▶ What is expected:
In the entries from the line containing "finial visible in" up to and including the line containing "[274, 216, 663, 389]", rename "notebook" to "journal" and reproduce only those lines, otherwise unchanged and without the pictures.

▶ Data excerpts:
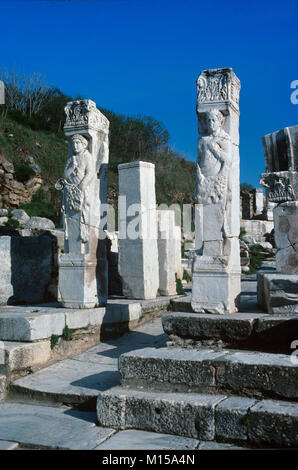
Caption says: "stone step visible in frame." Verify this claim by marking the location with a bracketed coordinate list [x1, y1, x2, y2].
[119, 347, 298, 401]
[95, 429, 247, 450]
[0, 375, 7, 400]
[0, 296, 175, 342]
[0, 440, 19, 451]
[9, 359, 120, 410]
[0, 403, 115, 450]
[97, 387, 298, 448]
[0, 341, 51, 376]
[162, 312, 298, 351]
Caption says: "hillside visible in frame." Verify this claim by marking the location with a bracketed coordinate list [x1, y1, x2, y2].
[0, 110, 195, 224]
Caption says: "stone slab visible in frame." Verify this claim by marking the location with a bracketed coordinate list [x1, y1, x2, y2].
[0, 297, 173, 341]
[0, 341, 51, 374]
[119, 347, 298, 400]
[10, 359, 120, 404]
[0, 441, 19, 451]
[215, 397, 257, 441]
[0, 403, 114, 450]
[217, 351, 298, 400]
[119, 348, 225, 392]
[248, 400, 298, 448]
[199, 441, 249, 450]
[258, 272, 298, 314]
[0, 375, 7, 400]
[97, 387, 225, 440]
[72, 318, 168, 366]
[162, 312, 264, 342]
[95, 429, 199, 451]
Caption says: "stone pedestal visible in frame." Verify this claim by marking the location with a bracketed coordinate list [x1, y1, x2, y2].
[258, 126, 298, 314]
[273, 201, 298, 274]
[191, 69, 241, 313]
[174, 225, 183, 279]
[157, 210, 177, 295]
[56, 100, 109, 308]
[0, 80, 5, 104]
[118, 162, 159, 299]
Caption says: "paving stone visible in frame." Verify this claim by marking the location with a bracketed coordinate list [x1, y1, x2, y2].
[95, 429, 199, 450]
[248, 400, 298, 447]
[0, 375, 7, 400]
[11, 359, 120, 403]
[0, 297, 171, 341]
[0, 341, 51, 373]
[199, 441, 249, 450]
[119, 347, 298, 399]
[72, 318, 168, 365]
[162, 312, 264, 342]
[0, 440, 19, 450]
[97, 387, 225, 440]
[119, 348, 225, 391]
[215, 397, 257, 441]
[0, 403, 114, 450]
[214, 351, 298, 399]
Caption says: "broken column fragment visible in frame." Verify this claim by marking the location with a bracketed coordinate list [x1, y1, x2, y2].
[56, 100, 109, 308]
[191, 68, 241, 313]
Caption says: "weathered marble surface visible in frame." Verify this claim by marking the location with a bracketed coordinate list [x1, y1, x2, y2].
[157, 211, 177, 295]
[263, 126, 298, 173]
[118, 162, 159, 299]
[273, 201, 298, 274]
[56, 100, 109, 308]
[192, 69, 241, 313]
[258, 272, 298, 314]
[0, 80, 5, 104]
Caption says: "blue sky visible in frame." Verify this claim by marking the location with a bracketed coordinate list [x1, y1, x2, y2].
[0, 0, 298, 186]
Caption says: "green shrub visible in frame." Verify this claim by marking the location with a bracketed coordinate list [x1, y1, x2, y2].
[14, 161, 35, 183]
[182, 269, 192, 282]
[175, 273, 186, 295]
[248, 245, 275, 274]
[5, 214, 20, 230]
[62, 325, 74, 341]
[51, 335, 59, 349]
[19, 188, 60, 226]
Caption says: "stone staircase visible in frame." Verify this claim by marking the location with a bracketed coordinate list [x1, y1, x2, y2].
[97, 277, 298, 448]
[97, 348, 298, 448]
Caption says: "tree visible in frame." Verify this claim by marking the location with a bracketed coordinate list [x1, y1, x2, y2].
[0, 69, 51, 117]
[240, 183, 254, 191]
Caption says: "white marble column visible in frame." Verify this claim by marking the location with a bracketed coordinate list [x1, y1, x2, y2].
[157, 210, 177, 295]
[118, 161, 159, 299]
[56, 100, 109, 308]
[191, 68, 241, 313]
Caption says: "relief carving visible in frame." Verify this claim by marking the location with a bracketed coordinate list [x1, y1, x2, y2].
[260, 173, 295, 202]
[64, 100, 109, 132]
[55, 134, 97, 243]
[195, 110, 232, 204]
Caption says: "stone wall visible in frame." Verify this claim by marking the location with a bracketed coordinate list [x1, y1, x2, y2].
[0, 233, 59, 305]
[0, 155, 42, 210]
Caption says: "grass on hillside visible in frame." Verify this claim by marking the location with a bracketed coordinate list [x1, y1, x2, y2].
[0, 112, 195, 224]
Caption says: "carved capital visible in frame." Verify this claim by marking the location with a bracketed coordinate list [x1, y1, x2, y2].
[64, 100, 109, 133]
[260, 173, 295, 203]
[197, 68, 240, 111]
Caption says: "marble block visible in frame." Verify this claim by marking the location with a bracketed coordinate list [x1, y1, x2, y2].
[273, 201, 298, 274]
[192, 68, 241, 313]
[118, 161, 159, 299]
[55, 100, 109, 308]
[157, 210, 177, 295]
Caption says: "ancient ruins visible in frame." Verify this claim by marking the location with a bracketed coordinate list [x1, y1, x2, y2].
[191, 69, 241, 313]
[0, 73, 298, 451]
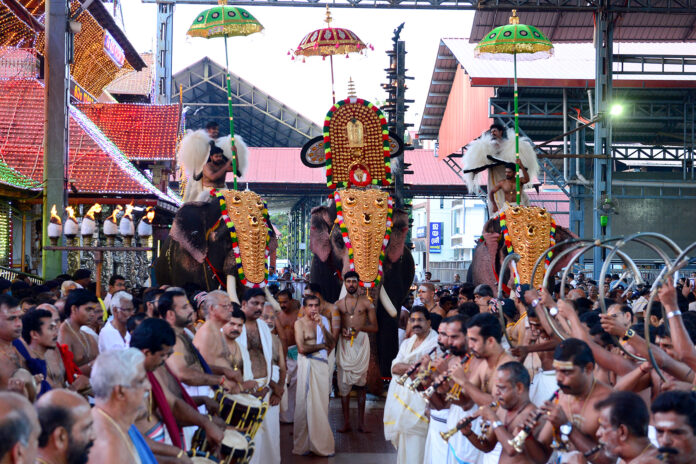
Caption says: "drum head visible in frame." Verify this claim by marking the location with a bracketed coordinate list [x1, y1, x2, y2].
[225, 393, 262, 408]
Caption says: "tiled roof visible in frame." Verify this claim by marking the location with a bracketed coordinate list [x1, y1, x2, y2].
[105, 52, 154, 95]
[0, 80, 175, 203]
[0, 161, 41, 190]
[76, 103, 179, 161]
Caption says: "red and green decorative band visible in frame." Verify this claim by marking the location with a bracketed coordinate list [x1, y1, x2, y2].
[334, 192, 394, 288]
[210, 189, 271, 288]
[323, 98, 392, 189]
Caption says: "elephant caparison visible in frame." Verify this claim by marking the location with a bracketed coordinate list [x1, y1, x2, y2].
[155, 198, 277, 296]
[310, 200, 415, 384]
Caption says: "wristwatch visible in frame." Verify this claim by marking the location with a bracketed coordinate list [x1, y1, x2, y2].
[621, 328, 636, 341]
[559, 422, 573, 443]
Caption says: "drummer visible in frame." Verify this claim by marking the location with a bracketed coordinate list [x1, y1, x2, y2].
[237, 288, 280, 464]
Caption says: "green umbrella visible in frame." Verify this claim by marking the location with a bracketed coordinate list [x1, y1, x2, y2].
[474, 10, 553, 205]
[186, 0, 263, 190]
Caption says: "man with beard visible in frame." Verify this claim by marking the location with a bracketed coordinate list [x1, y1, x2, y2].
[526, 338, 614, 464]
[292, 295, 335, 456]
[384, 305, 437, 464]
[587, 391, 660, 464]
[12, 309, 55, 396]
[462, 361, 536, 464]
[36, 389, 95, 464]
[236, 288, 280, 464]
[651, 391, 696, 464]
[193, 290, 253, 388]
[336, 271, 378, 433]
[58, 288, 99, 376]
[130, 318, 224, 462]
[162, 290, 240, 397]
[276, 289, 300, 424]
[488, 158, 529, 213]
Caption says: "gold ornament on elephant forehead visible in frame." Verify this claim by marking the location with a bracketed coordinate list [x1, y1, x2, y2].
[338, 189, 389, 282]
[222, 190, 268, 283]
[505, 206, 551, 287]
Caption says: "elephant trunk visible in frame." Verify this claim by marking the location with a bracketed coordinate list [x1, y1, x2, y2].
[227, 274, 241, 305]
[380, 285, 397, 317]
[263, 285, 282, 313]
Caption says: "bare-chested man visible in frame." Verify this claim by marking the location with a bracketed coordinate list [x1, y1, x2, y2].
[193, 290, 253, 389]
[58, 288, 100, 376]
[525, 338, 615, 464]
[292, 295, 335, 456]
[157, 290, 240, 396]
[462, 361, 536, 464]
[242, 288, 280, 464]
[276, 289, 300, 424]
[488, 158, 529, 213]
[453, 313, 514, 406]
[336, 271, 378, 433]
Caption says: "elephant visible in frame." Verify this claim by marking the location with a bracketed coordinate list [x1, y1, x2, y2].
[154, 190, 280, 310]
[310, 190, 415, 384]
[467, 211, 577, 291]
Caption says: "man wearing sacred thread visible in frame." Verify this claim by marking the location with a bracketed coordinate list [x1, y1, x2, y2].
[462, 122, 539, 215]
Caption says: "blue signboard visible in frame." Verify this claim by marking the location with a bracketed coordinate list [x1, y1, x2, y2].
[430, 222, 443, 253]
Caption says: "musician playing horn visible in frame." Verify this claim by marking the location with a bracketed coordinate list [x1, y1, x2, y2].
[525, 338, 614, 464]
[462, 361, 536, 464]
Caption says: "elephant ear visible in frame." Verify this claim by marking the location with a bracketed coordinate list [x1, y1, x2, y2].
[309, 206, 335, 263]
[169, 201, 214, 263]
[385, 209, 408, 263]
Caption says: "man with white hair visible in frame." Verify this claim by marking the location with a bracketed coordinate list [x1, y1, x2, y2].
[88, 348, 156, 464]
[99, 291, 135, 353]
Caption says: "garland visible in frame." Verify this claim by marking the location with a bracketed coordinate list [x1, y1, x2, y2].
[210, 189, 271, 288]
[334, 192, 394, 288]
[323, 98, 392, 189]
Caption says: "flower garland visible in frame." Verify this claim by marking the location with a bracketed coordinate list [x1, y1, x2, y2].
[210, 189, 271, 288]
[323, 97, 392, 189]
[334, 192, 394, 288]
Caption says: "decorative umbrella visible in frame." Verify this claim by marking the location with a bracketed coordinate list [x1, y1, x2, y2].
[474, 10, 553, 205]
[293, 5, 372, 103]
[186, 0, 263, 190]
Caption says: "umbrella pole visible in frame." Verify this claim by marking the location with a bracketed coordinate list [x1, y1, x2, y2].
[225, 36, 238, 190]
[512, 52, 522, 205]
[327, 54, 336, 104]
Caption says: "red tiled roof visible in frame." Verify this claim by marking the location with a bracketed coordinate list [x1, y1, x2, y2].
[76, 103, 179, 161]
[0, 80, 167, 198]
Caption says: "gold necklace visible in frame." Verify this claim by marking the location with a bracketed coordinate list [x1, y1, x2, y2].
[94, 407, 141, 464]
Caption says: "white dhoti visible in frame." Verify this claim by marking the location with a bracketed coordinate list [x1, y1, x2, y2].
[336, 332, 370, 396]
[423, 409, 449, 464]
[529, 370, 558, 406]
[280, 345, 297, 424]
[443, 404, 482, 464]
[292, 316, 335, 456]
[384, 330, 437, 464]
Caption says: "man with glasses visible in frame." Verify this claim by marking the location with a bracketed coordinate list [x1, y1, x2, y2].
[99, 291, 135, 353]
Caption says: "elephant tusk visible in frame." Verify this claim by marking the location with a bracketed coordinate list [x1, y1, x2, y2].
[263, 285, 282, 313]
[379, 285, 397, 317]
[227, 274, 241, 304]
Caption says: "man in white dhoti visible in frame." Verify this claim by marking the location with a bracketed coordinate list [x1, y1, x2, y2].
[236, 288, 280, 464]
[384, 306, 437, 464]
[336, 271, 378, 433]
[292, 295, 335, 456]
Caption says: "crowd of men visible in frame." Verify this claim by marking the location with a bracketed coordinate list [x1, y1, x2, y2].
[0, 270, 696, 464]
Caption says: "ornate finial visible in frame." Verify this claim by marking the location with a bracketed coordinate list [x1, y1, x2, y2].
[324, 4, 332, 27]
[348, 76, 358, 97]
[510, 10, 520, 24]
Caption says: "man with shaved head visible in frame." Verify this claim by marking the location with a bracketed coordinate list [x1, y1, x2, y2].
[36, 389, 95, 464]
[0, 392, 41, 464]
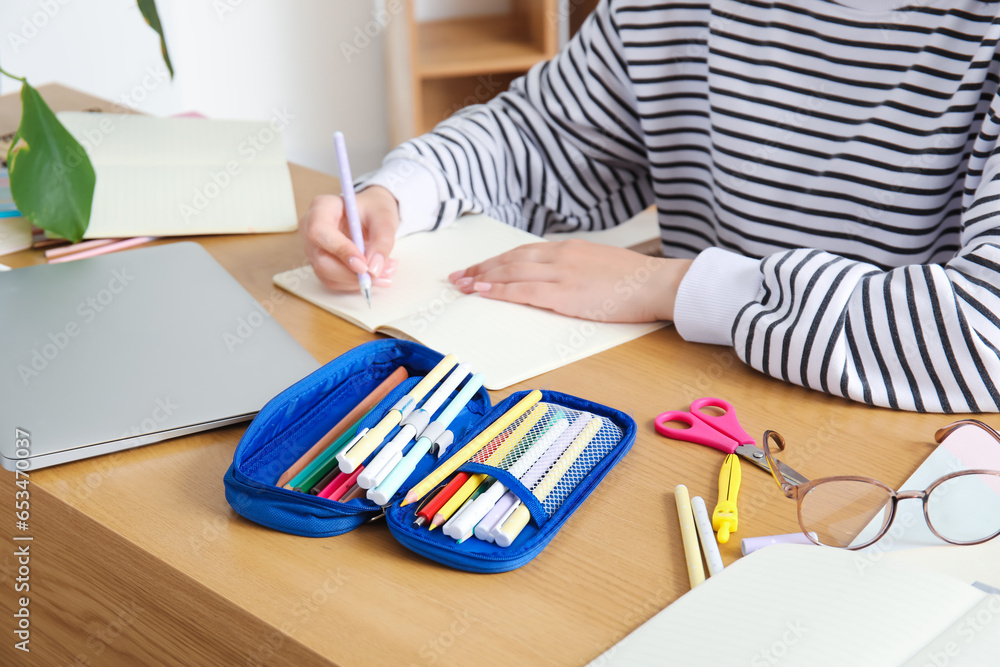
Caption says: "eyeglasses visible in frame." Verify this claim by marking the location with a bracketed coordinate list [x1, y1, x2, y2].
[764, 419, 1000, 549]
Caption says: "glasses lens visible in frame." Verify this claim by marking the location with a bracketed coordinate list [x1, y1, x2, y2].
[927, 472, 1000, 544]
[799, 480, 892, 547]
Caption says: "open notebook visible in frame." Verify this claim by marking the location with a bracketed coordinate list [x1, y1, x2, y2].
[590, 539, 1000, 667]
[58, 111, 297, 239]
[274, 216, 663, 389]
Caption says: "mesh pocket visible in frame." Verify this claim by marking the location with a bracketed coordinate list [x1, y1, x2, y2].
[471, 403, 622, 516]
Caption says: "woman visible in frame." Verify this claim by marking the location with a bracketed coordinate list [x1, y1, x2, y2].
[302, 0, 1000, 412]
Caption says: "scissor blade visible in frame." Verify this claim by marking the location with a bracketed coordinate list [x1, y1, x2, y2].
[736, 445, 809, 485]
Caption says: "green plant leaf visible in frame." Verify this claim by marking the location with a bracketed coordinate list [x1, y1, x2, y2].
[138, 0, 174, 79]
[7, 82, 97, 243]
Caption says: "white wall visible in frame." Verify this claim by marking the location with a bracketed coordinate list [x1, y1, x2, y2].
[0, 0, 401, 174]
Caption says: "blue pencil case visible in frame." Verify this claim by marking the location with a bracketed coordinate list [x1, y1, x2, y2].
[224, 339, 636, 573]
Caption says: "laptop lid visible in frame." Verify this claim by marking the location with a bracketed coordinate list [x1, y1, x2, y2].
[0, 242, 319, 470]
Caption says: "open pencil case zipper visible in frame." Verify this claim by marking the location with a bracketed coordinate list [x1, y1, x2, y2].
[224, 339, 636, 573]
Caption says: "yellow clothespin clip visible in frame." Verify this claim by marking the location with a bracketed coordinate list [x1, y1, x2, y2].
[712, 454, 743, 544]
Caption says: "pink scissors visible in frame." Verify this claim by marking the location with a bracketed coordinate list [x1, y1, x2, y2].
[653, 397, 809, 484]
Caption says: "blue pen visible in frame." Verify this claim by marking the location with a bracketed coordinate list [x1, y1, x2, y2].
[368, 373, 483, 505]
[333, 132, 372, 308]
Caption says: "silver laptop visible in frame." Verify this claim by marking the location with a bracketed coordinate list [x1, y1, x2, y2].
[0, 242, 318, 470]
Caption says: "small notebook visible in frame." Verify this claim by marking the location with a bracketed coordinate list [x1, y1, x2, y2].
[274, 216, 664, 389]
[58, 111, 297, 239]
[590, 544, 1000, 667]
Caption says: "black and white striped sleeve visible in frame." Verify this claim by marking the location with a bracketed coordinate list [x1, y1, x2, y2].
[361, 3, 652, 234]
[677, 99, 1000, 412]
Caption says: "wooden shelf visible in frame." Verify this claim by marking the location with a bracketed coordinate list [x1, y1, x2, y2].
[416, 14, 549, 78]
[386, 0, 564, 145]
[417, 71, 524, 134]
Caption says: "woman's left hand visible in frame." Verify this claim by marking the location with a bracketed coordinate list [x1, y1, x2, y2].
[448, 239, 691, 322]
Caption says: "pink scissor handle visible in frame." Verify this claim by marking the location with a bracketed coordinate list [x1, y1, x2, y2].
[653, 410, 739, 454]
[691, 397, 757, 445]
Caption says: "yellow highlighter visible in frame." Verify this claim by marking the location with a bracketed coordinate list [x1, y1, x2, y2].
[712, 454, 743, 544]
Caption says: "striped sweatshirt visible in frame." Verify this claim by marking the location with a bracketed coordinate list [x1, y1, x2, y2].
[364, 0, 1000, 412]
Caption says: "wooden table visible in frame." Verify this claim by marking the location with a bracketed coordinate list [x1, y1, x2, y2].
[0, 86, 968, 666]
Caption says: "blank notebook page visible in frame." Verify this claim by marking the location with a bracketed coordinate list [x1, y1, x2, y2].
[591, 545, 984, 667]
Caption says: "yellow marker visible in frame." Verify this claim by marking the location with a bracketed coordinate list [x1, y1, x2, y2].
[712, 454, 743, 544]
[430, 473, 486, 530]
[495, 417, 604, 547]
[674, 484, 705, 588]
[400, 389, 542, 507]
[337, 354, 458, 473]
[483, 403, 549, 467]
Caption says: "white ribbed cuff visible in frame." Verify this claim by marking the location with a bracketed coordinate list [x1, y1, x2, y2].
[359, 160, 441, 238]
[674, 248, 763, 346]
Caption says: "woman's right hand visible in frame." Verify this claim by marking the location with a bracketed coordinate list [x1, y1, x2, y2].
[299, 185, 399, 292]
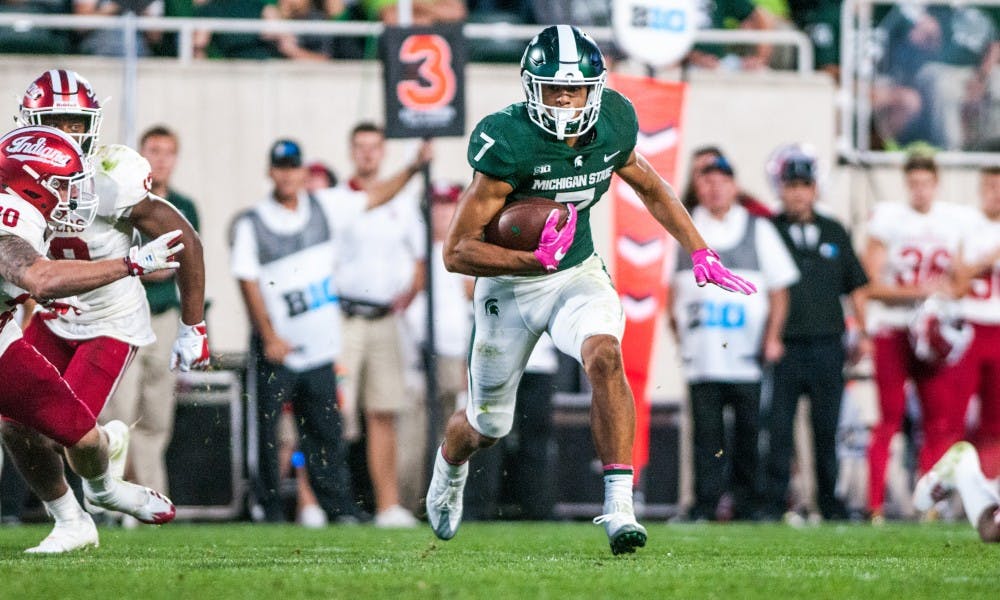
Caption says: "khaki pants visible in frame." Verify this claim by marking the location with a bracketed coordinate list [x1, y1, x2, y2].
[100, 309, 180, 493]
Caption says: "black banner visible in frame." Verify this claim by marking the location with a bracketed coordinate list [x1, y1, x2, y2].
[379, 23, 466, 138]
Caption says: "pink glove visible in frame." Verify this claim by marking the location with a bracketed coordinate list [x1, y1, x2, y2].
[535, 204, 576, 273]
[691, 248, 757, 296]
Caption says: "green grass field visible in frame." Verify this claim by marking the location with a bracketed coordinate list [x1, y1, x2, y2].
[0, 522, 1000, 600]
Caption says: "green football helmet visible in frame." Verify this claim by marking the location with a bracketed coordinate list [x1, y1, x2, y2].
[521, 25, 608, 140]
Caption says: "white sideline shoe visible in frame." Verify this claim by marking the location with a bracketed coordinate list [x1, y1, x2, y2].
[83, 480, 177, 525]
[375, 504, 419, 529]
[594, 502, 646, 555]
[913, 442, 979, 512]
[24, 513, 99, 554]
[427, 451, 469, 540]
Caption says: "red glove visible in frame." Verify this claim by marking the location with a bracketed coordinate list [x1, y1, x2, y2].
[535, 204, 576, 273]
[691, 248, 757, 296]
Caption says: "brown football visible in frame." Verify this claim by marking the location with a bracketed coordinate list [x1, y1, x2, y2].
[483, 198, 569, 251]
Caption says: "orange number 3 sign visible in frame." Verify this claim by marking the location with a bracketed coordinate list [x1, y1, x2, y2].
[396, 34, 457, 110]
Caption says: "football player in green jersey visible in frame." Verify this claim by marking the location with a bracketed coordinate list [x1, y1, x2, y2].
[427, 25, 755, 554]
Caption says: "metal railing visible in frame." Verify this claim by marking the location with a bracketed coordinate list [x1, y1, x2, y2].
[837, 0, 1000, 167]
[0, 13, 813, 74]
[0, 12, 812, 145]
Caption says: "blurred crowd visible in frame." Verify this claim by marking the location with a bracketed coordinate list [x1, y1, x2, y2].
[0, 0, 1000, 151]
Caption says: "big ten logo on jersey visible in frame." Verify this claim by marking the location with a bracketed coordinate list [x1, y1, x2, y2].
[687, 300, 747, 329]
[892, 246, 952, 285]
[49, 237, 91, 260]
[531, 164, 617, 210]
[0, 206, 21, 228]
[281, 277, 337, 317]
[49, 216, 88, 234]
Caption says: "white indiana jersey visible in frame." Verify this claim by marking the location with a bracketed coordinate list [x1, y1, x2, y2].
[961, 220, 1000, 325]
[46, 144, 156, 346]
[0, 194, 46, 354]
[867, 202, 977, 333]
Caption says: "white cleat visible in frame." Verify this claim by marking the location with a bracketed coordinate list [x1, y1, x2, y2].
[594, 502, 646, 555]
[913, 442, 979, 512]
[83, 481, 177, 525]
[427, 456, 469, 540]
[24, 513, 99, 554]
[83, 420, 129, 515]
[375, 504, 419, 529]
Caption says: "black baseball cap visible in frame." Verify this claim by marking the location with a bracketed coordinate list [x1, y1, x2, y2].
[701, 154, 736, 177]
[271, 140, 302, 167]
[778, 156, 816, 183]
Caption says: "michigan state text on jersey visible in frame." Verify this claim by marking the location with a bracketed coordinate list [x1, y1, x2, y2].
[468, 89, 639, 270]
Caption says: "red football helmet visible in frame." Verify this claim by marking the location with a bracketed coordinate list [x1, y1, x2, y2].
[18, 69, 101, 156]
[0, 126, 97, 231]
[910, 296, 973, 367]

▶ Problem solution:
Caption says: "ornate finial visible in frame." Verify this claim by marking the location with a bracketed coordinate list [x1, y1, x2, y2].
[324, 4, 332, 27]
[348, 76, 358, 97]
[510, 10, 520, 24]
Caption says: "man with shaved head visible in frame." Verify this claim by marking the location with a bracketed coordinate list [x1, y1, x2, y2].
[36, 389, 95, 464]
[0, 392, 41, 464]
Caption says: "eyeglasses visible in frame." Verify this claim by marking the location with a bracketed coordinate list [x1, y1, x2, y2].
[764, 419, 1000, 549]
Caption says: "glasses lens visible in frame." Verify this claim by marking the location with a bracketed coordinate list [x1, y1, x2, y2].
[927, 472, 1000, 544]
[799, 480, 892, 547]
Caption says: "open journal visible in frame." Verify this claim by marking the location with a bracketed coordinate list [x1, y1, x2, y2].
[590, 539, 1000, 667]
[58, 111, 297, 239]
[274, 216, 663, 389]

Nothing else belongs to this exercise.